"""

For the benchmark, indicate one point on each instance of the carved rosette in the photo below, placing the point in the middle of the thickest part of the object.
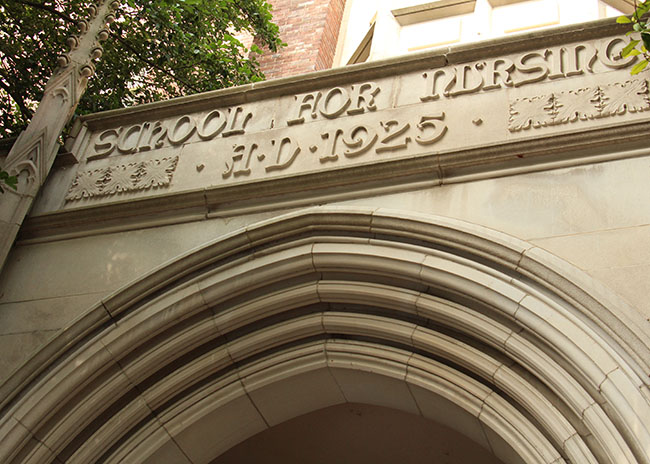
(579, 105)
(123, 178)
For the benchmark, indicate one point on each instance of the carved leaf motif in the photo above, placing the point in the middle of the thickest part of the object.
(574, 105)
(530, 112)
(156, 173)
(631, 96)
(120, 179)
(86, 184)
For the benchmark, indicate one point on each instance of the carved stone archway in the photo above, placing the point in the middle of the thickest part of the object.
(477, 330)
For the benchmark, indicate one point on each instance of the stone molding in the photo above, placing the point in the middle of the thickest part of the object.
(558, 364)
(579, 147)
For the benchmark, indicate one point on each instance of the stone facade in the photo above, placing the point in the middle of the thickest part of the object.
(458, 235)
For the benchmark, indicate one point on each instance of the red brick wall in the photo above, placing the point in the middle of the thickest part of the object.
(310, 28)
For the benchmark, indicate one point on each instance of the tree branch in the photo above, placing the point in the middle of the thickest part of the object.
(151, 63)
(24, 110)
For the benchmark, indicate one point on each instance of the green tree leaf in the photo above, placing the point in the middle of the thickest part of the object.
(157, 49)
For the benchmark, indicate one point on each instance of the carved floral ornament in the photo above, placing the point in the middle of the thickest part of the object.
(579, 105)
(122, 178)
(353, 136)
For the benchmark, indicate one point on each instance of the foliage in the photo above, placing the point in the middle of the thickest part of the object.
(157, 49)
(640, 25)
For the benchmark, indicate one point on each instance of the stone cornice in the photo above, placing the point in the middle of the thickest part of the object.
(522, 156)
(439, 57)
(587, 133)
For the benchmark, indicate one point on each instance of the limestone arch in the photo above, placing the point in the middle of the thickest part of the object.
(504, 334)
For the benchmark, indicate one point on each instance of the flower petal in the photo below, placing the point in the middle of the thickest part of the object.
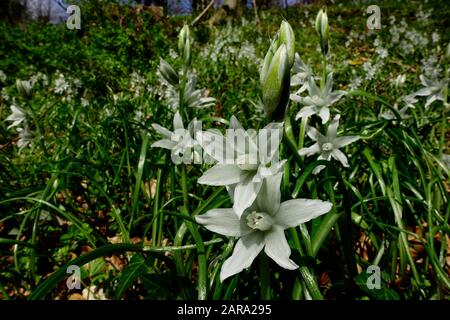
(324, 114)
(340, 156)
(162, 131)
(269, 196)
(318, 169)
(269, 139)
(234, 123)
(340, 142)
(224, 222)
(278, 249)
(329, 83)
(222, 175)
(294, 212)
(246, 250)
(245, 194)
(177, 122)
(305, 112)
(164, 143)
(215, 145)
(332, 127)
(315, 148)
(423, 92)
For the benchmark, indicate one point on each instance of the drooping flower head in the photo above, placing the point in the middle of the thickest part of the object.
(433, 89)
(262, 226)
(318, 101)
(184, 148)
(328, 146)
(245, 159)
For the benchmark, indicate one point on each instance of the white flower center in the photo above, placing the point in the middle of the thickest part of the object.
(248, 162)
(259, 220)
(327, 146)
(177, 137)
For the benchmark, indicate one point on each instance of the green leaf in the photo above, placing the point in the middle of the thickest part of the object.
(135, 268)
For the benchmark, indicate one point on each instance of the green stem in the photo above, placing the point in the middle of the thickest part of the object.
(184, 187)
(202, 262)
(264, 276)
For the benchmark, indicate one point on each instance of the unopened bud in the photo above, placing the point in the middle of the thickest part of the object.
(287, 37)
(168, 72)
(322, 30)
(275, 87)
(184, 44)
(24, 87)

"""

Problem
Please copy the entries above without changes, from the line containing "of the unopened" through the last line of the entries, including both.

Completed task
For the benchmark, indicate one point on each instance of the unopened bud in the photo above, placing the point in the middle of the thickest part of the object.
(287, 37)
(168, 72)
(322, 30)
(275, 87)
(184, 44)
(24, 87)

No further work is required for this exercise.